__PAGE TEXT__
####

The variables related to lifestyles show a significantly lower consumption of alcohol and tobacco by the immigrant population when compared with that reported by the autochthonous population. In the same sense, a recent study performed with the National Health Interview Survey of Denmark on an immigrant population with similar socio-demographic characteristics to residents of Spain, shows lower percentages of alcohol consumption in immigrants [30]. Also, other research carried out by Johnson et al. using data from the American National Health Survey indicate less probability of alcohol consumption for immigrants than for Americans [31]. In regard to smoking habits, immigrants residing in Spain smoke in less proportion than the autochthonous population, a situation that is also seen in other recent researches [32,33]. These circumstances are also seen in the Canadian study by Giorgiades et al. (the Ontario Health Survey) on factors that influence tobacco consumption where data show that 9.6% of immigrants are smokers compared to 17% of those born in Canada [34].

As for physical activity, immigrants register significantly lower levels, according to a study conducted by Dawson et al. in Sweden using data from the Swedish Survey of Living Conditions, in which the immigrant population reported engaging in lower levels of physical activity than the local Swedish population [35]. The negative consequences of these circumstances are evident and, it should not be forgotten that various studies have demonstrated the importance of socioeconomic factors (work overload, income) and cultural factors (less awareness about its beneficial effect) as determinant factors for physical activity [36].

Despite having a good health profile and claiming to have healthy lifestyles, immigrants residing in Spain during the time in which our study was performed, reported a more negative perception of their own health than the autochthonous people. The presence of language, cultural and administrative barriers etc. lead to social and economic deficiencies that produce greater vulnerability. These circumstances together with the lack of social and family support, xenophobia and other factors may contribute to this poor perception of health [26]. As such, it is necessary to delve deeper into this matter by performing more studies, including those based on qualitative methodology.

Although pathologies such as depression and anxiety are not significantly higher in the immigrant population than in the autochthonous population, we must not ignore the vulnerability of this group as different research [29,37] has alerted us of, which may be related to this poor perception of health.

####

Region pointing data:
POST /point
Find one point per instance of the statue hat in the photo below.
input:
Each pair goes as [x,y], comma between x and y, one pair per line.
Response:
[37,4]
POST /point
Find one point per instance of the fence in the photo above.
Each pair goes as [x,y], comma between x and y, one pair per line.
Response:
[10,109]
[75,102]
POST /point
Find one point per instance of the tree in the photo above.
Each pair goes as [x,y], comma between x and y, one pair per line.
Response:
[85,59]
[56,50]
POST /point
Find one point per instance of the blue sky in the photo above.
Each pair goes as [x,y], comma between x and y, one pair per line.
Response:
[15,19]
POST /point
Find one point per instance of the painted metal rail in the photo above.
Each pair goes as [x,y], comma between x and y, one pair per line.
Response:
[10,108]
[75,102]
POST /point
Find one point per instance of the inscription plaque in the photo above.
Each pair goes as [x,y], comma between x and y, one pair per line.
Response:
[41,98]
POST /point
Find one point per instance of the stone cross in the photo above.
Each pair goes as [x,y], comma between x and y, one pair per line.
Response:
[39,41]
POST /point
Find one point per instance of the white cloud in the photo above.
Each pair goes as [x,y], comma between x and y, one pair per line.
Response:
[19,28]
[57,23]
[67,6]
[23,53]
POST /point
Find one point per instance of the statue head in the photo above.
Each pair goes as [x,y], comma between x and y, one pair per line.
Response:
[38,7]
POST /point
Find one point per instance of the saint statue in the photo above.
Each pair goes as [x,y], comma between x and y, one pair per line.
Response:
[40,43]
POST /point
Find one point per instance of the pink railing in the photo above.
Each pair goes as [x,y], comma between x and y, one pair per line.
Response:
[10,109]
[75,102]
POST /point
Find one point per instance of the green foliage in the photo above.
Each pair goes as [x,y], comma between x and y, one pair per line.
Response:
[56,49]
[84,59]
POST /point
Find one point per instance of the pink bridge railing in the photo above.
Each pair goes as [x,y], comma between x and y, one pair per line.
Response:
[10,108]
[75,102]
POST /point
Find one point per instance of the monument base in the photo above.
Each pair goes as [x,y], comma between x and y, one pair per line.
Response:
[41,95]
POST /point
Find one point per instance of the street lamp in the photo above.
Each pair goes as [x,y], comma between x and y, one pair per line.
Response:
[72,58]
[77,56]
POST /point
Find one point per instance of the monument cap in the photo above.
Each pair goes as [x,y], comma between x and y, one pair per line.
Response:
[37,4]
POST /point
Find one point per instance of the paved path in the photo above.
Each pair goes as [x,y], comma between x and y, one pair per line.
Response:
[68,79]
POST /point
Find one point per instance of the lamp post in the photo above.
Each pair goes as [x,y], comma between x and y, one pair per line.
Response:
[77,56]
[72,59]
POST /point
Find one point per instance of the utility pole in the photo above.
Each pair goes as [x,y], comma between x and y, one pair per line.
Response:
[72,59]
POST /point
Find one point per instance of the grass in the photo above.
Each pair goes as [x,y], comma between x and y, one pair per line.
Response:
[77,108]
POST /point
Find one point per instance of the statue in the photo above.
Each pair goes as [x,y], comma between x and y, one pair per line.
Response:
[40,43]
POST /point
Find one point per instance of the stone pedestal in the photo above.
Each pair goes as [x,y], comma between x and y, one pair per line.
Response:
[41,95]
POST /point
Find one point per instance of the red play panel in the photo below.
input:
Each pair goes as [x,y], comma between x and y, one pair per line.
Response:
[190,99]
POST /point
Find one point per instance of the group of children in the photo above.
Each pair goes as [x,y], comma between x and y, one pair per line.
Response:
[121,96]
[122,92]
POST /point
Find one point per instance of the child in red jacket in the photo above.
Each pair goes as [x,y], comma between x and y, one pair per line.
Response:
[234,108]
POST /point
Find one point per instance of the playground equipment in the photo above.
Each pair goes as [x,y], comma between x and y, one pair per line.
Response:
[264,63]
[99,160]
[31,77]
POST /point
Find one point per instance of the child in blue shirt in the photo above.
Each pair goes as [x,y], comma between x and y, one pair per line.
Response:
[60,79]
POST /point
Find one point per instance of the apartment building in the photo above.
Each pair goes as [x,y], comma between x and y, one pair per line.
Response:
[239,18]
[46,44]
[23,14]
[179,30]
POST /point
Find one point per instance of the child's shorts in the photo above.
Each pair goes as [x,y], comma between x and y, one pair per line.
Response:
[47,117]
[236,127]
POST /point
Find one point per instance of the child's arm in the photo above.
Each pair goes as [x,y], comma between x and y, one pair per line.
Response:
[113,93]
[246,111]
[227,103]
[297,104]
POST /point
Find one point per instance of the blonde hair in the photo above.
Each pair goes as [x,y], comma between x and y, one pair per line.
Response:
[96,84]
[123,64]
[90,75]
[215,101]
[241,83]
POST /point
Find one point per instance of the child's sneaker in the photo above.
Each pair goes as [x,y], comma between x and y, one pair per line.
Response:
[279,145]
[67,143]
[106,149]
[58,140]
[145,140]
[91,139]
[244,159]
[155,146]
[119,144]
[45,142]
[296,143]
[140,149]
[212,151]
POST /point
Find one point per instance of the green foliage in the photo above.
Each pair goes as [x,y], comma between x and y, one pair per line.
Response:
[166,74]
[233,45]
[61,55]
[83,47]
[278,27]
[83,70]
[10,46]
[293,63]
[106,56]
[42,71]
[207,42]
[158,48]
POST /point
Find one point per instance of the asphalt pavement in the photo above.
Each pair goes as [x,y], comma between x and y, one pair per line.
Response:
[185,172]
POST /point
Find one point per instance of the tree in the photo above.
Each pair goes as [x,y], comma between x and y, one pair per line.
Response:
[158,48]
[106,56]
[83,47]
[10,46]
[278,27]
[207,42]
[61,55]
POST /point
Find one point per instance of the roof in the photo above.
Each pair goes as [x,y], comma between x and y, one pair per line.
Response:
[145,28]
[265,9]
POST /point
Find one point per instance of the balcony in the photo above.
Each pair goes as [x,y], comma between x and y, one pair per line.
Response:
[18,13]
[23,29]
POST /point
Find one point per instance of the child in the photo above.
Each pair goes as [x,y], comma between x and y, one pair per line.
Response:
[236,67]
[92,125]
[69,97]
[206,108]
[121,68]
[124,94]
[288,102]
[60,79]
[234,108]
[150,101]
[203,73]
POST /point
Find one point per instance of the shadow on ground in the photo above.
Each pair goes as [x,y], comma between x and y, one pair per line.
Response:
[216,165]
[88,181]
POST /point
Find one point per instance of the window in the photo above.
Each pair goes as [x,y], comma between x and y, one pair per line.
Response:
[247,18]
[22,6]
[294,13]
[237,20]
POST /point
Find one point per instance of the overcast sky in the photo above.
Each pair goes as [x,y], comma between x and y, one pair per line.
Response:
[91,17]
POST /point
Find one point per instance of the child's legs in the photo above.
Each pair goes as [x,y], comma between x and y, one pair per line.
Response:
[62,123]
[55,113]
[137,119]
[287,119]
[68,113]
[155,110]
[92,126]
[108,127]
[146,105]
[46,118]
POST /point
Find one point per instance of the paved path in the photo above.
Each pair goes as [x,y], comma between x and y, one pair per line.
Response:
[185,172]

####

__EXERCISE SET__
[1] In the immigrant health passage, what percentage of immigrants were smokers in the Canadian study by Giorgiades et al.?
[2] Copy out the immigrant health passage, beginning at the words "Although pathologies such" and stopping after "perception of health.", and swap "depression" for "chronic stress".
The data has nothing to do with the work here.

__TASK-BY-TASK RESULTS__
[1] 9.6% of immigrants were smokers.

[2]
Although pathologies such as chronic stress and anxiety are not significantly higher in the immigrant population than in the autochthonous population, we must not ignore the vulnerability of this group as different research [29,37] has alerted us of, which may be related to this poor perception of health.